[Items drawn from a data source]

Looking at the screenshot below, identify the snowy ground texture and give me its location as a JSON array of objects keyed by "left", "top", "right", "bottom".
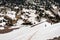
[{"left": 0, "top": 22, "right": 60, "bottom": 40}]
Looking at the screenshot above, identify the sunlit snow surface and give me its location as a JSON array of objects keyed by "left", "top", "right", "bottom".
[{"left": 0, "top": 22, "right": 60, "bottom": 40}]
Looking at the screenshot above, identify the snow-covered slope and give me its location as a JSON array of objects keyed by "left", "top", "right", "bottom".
[{"left": 0, "top": 22, "right": 60, "bottom": 40}]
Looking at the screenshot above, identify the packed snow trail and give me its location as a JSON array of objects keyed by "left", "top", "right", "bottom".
[{"left": 0, "top": 22, "right": 60, "bottom": 40}]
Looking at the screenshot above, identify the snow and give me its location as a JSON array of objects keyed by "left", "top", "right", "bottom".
[
  {"left": 0, "top": 22, "right": 60, "bottom": 40},
  {"left": 6, "top": 11, "right": 16, "bottom": 19}
]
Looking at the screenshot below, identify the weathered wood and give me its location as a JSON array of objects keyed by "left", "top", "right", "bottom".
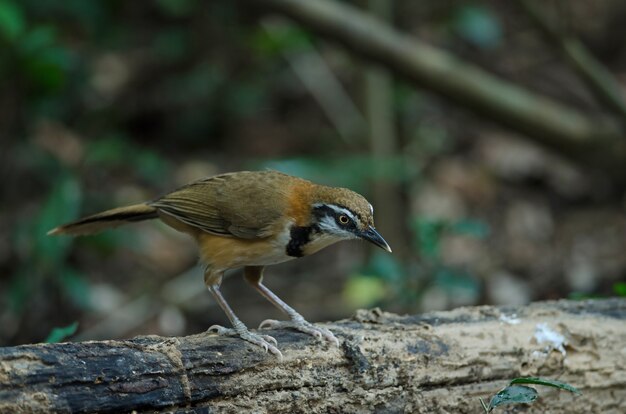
[{"left": 0, "top": 299, "right": 626, "bottom": 413}]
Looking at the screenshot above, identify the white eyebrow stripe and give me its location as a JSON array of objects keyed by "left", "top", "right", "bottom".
[{"left": 314, "top": 203, "right": 359, "bottom": 223}]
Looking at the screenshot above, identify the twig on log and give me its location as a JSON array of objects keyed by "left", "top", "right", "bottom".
[{"left": 0, "top": 299, "right": 626, "bottom": 414}]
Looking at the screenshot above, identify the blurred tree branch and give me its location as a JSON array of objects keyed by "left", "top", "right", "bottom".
[
  {"left": 243, "top": 0, "right": 626, "bottom": 181},
  {"left": 518, "top": 0, "right": 626, "bottom": 120}
]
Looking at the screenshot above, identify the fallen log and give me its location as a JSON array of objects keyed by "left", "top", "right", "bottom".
[{"left": 0, "top": 299, "right": 626, "bottom": 414}]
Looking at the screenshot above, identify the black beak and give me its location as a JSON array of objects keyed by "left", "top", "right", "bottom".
[{"left": 359, "top": 226, "right": 391, "bottom": 253}]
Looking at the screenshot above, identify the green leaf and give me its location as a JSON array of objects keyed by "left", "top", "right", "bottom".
[
  {"left": 489, "top": 385, "right": 537, "bottom": 412},
  {"left": 450, "top": 219, "right": 489, "bottom": 239},
  {"left": 59, "top": 268, "right": 90, "bottom": 309},
  {"left": 511, "top": 377, "right": 581, "bottom": 395},
  {"left": 454, "top": 6, "right": 502, "bottom": 49},
  {"left": 613, "top": 282, "right": 626, "bottom": 297},
  {"left": 0, "top": 0, "right": 26, "bottom": 41},
  {"left": 44, "top": 322, "right": 78, "bottom": 344},
  {"left": 156, "top": 0, "right": 198, "bottom": 17},
  {"left": 31, "top": 174, "right": 81, "bottom": 267},
  {"left": 343, "top": 274, "right": 387, "bottom": 308},
  {"left": 19, "top": 25, "right": 57, "bottom": 56}
]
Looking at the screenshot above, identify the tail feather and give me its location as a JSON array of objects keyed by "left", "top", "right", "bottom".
[{"left": 48, "top": 204, "right": 159, "bottom": 236}]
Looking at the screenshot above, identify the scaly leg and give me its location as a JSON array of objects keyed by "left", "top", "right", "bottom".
[
  {"left": 205, "top": 277, "right": 283, "bottom": 360},
  {"left": 244, "top": 266, "right": 339, "bottom": 345}
]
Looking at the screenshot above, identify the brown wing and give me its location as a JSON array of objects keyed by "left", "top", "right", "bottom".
[{"left": 148, "top": 171, "right": 296, "bottom": 239}]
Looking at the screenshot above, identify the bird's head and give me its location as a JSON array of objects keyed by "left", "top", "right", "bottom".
[{"left": 312, "top": 187, "right": 391, "bottom": 252}]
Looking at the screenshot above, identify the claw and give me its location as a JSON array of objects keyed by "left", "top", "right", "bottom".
[
  {"left": 259, "top": 319, "right": 339, "bottom": 346},
  {"left": 208, "top": 325, "right": 283, "bottom": 361}
]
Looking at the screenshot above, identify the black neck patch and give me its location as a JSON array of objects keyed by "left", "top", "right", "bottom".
[{"left": 285, "top": 226, "right": 319, "bottom": 257}]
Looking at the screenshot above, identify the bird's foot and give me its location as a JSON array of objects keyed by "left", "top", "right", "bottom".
[
  {"left": 259, "top": 319, "right": 339, "bottom": 346},
  {"left": 208, "top": 325, "right": 283, "bottom": 361}
]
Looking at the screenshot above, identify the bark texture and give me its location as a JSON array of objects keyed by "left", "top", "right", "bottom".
[{"left": 0, "top": 299, "right": 626, "bottom": 414}]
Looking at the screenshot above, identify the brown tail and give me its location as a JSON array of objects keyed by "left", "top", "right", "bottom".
[{"left": 48, "top": 204, "right": 159, "bottom": 236}]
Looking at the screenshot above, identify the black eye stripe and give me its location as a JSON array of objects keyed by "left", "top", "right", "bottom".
[{"left": 313, "top": 204, "right": 361, "bottom": 228}]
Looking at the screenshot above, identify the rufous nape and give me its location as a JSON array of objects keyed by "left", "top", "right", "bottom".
[{"left": 48, "top": 171, "right": 391, "bottom": 357}]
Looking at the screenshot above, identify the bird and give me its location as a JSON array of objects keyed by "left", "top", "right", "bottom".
[{"left": 48, "top": 170, "right": 391, "bottom": 359}]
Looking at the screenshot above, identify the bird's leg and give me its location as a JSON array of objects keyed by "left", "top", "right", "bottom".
[
  {"left": 205, "top": 276, "right": 283, "bottom": 360},
  {"left": 244, "top": 266, "right": 339, "bottom": 345}
]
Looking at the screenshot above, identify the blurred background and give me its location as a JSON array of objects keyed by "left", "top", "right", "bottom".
[{"left": 0, "top": 0, "right": 626, "bottom": 346}]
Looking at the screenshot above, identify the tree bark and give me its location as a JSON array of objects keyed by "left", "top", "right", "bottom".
[
  {"left": 241, "top": 0, "right": 626, "bottom": 181},
  {"left": 0, "top": 299, "right": 626, "bottom": 414}
]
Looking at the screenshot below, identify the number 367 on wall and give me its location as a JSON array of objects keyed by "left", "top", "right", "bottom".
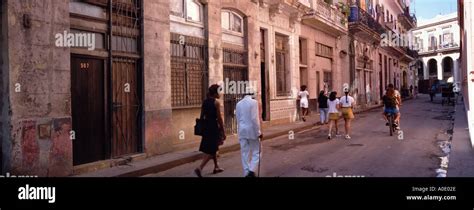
[{"left": 80, "top": 62, "right": 90, "bottom": 69}]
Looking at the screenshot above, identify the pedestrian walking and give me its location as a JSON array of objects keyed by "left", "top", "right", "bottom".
[
  {"left": 340, "top": 87, "right": 355, "bottom": 140},
  {"left": 236, "top": 88, "right": 263, "bottom": 177},
  {"left": 194, "top": 85, "right": 226, "bottom": 177},
  {"left": 430, "top": 85, "right": 436, "bottom": 102},
  {"left": 298, "top": 85, "right": 309, "bottom": 122},
  {"left": 328, "top": 92, "right": 339, "bottom": 139},
  {"left": 318, "top": 90, "right": 329, "bottom": 125}
]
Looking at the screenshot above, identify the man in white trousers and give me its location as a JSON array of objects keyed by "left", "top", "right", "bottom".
[{"left": 235, "top": 88, "right": 263, "bottom": 177}]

» **Description of the task**:
Collect each line of the data above that contains the word "bird". Only matches with the same letter case count.

» **Answer to this problem**:
Looking at the screenshot above, identify the bird's head and give me its location as a JSON array of objects keyed by "left", "top", "right", "bottom".
Looking at the screenshot above, identify the bird's foot and give me its location as a JSON array of objects keyed by "left", "top", "right", "bottom".
Looking at the screenshot above, identify the bird and give me its location as a JSON array of objects keyed by "left", "top", "right", "bottom".
Looking at the screenshot above, identify the bird's leg and give me its location as a JSON array of objects keyed by "left", "top", "right", "bottom".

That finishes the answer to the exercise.